• **AUFGABE 1**: Gib aus der Auflistung unten jede Zeile zurück, in der die Zeichenfolge „windshield“ vorkommt. Groß- und Kleinschreibung sind dabei zu beachten.

• **TEXTAUSZUG**:
Transparenz zahlt sich aus

Warum ESG eine Chance für Unternehmen ist

06.09.2023
Von 
Lennard Everwien ist Head of Business Sustainability bei Campana & Schott.
Die verschärfte ESG-Regulierung stellt hohe Anforderungen an Unternehmen. Doch darin liegen auch Chancen: Betriebe können viele neue Erkenntnisse gewinnen, die sie voranbringen.
Unternehmen, die ESG ernst nehmen, sind nicht nur rechtlich auf der sicheren Seite. Sie werden auch als Arbeitgeber sowie als Geschäftspartner attraktiver.
Unternehmen, die ESG ernst nehmen, sind nicht nur rechtlich auf der sicheren Seite. Sie werden auch als Arbeitgeber sowie als Geschäftspartner attraktiver.

• **AUFGABE 2**: Gib den Artikel über ESG oben vollständig und unverändert wieder.

• **DATENSÄTZE**:

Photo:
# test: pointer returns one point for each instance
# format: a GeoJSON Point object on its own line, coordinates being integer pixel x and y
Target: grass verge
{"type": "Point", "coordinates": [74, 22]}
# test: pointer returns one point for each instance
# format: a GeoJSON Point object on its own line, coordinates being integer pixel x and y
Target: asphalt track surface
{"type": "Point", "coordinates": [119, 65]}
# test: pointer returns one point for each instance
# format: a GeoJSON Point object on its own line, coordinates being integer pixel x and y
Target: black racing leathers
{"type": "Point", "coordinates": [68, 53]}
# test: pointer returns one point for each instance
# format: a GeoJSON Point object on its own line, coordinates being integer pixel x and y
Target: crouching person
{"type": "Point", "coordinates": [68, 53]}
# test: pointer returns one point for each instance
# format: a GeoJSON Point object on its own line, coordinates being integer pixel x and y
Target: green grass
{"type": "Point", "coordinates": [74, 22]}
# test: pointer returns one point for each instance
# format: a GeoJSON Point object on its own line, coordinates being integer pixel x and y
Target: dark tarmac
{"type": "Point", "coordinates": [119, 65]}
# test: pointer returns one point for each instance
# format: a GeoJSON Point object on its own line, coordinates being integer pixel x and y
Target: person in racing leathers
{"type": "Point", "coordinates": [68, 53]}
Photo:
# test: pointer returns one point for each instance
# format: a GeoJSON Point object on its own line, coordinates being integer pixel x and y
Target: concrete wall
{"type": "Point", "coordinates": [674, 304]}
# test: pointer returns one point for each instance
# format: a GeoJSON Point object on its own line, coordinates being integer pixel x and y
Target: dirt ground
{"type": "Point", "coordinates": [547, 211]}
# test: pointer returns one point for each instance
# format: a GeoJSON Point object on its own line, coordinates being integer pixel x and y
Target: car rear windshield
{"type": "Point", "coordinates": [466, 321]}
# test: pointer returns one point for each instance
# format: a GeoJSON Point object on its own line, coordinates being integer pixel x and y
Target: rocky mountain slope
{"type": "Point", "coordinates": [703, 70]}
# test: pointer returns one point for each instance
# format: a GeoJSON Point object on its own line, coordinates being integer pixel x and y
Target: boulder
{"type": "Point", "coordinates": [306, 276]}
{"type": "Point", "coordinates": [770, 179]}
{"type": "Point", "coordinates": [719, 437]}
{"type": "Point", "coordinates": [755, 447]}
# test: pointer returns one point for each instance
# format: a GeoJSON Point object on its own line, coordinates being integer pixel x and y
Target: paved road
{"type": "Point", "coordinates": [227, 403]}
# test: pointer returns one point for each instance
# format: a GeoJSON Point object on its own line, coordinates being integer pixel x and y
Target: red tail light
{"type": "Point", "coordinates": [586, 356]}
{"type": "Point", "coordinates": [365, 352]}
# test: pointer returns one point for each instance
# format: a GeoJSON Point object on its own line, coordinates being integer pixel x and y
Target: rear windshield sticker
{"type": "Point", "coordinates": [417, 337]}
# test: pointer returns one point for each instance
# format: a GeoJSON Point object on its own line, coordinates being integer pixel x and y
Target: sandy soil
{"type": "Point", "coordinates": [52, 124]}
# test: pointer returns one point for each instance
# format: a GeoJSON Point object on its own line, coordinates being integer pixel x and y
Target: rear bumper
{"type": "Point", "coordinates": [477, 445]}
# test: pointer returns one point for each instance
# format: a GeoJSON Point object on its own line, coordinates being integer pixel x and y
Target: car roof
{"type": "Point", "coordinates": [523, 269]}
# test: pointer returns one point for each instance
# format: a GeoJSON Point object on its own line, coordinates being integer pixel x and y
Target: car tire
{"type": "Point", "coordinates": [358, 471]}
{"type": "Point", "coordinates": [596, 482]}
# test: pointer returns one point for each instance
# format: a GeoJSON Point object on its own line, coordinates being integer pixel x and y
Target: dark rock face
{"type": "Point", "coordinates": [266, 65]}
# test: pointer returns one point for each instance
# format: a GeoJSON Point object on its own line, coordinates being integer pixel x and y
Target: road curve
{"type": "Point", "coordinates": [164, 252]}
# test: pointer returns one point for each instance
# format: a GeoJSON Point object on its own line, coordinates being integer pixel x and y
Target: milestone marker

• **ANTWORT 1**:
Target: car rear windshield
Target: rear windshield sticker

• **ANTWORT 2**:
Transparenz zahlt sich aus

Warum ESG eine Chance für Unternehmen ist

06.09.2023
Von 
Lennard Everwien ist Head of Business Sustainability bei Campana & Schott.
Die verschärfte ESG-Regulierung stellt hohe Anforderungen an Unternehmen. Doch darin liegen auch Chancen: Betriebe können viele neue Erkenntnisse gewinnen, die sie voranbringen.
Unternehmen, die ESG ernst nehmen, sind nicht nur rechtlich auf der sicheren Seite. Sie werden auch als Arbeitgeber sowie als Geschäftspartner attraktiver.
Unternehmen, die ESG ernst nehmen, sind nicht nur rechtlich auf der sicheren Seite. Sie werden auch als Arbeitgeber sowie als Geschäftspartner attraktiver.